# REQUIRED TASKS:
A) From the watch forum thread, reproduce the passage starting with "## CaptLeslie (May" and going on through "the ideal situation!!".
B) In the watch forum thread, what color is the MBII that Dan from Timeless watch exchange had?
C) Resume the forum thread comparing the ALT1-C and the MBII from the point where its text ends.

# EXTRACT PROVIDED:
^^^^^^^^^^^^^^^^

# ALT1-C vs MBII



## nikkicourtney (Jul 22, 2012)

Hi all, 
I have a wonderful ALT1-C Black, and i love it. Unfortunately, a few weeks ago i was chatting with Dan from Timeless watch exchange (an amazing guy, knowledgable and helpful to the point where I almost drove to Texas to give him a bottle of whiskey), he happened to mention that he had an orange MBII, and would give me a great price on my ALT1.
I went back and forth with the idea of trading in (and even tried selling it), finally deciding that i was unwilling to lose a couple of thousand $ after a few months of ownership... unfortunately... the ...doubt... remains...!!!
So, i'm looking for some assistance. Did i do the right thing by keeping my Black, or should i have opted to loose some cash and switch to the orange?
Thoughts?


----------



## CaptLeslie (May 15, 2011)

For me I would keep the Alt1-C and start saving for the MBII. You might find a pre-owned MBII and with the same investment have 2 great watches! Every few months I have seen some nice MBII's for sale at some pretty good deals! The Alt1-C is a classic looking watch that I think you will miss! If all you want is 1 watch in your collection then I think the MBII is the more versatile and unique of the 2 watches and the trade would be worth it! As a sole watch representing the best of Bremont the MBII would be my choice! I guess it all comes down to how bad you want that MBII! Which ever way you go, you will be left with a great watch! Good luck in your choice! Cheers Jim


----------



## kaiserphoenix (Jan 2, 2011)

Yeah I agree. If it was your ONLY watch, then the MBII is the one to go for, however, i think having both would be the ideal situation!!


----------



## heb (Feb 24, 2006)

Hello,
I am of a different opinion--go with the MBII. Here's why: The MB II, as compared to the ALT1-C, represents something that's uniquely Bremont. A rubber "shock absorber", a neat ball bearing indexed inner bezel, an iron cage to resist magnetic effects, and a watch that supposedly can take an ejection seat ride; a nice cachet at least.

^^^^^^^^^^^^^^^^

# SOURCE MATERIAL:
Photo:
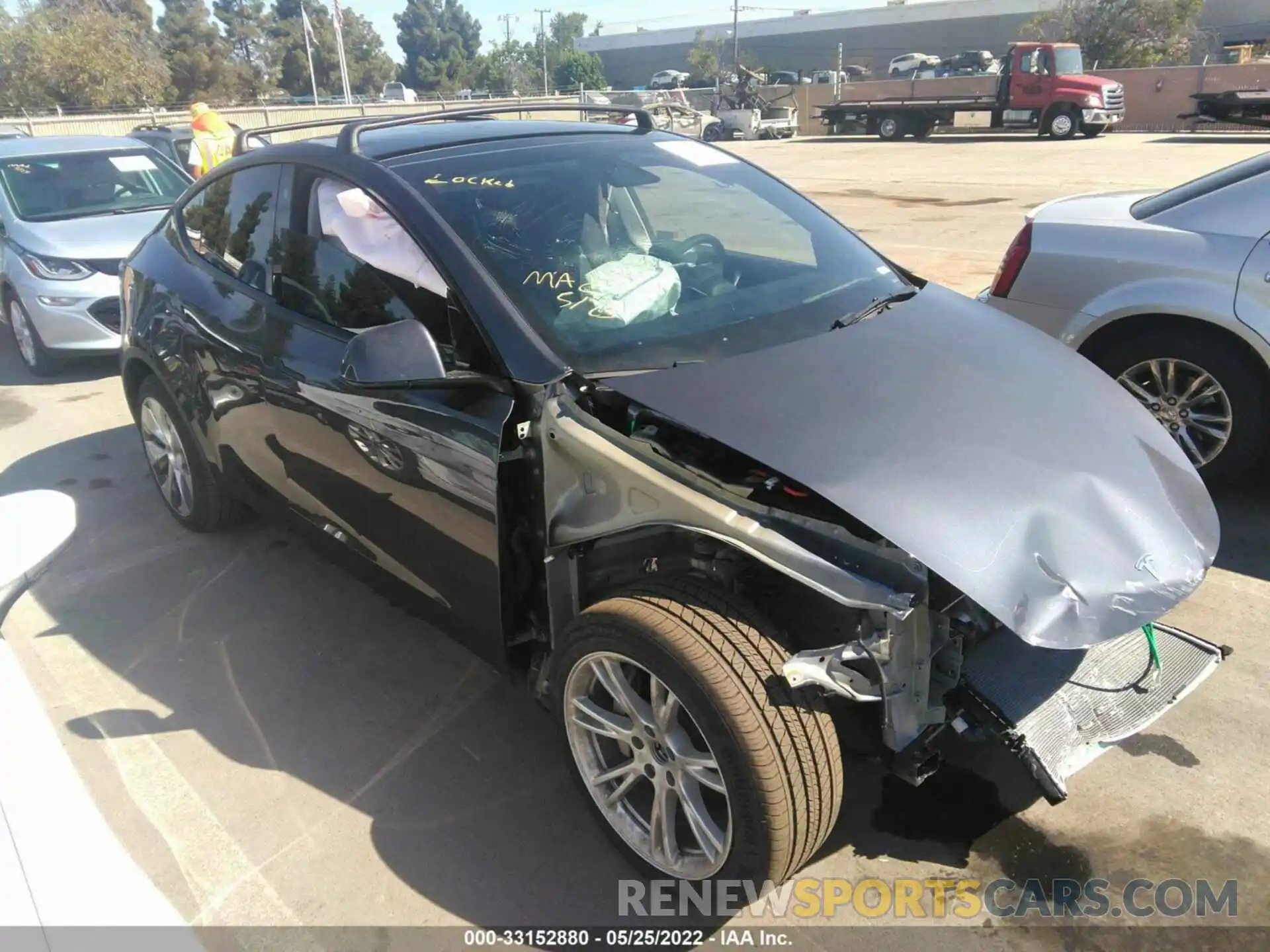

^^^^^^^^^^^^^^^^

# REPLIES:
A)
## CaptLeslie (May 15, 2011)

For me I would keep the Alt1-C and start saving for the MBII. You might find a pre-owned MBII and with the same investment have 2 great watches! Every few months I have seen some nice MBII's for sale at some pretty good deals! The Alt1-C is a classic looking watch that I think you will miss! If all you want is 1 watch in your collection then I think the MBII is the more versatile and unique of the 2 watches and the trade would be worth it! As a sole watch representing the best of Bremont the MBII would be my choice! I guess it all comes down to how bad you want that MBII! Which ever way you go, you will be left with a great watch! Good luck in your choice! Cheers Jim


----------



## kaiserphoenix (Jan 2, 2011)

Yeah I agree. If it was your ONLY watch, then the MBII is the one to go for, however, i think having both would be the ideal situation!!

B) Orange.

C)
On the other hand (and with all due respect), the ALT1-C, while a very nice watch, is just another two register chronograph; nothing too special. 

Both watches have chronometer certified movement; a wash.

Good luck with your choice.

heb


----------



## AMP (Jul 7, 2012)

I got my first direct exposure to Bremont last week when I was able to visit an AD that had most of the line in stock. I tried on most of the ALT1 line as well as the MBII and found myself drawn to the ALT1-C with the black face and band. I liked the MBII, but some of features of the ALT1-C had me hooked. 

Fortunately, I wasn't in an impulse-buying mood as after I took some time to think about it and did some research I realized that a purchase of the ALT1-C would be a violation of one of my personal rules in that it's too similar in function and (to a lesser extent) looks to other watches I own. The MBII, on the other hand, is very unique to the brand and is quite striking an an understated way. The fact that the barrel is available in orange sealed it for me.

I'll likely purchase the MBII along with a Ball that caught my eye and save the ALT1-C for a later date.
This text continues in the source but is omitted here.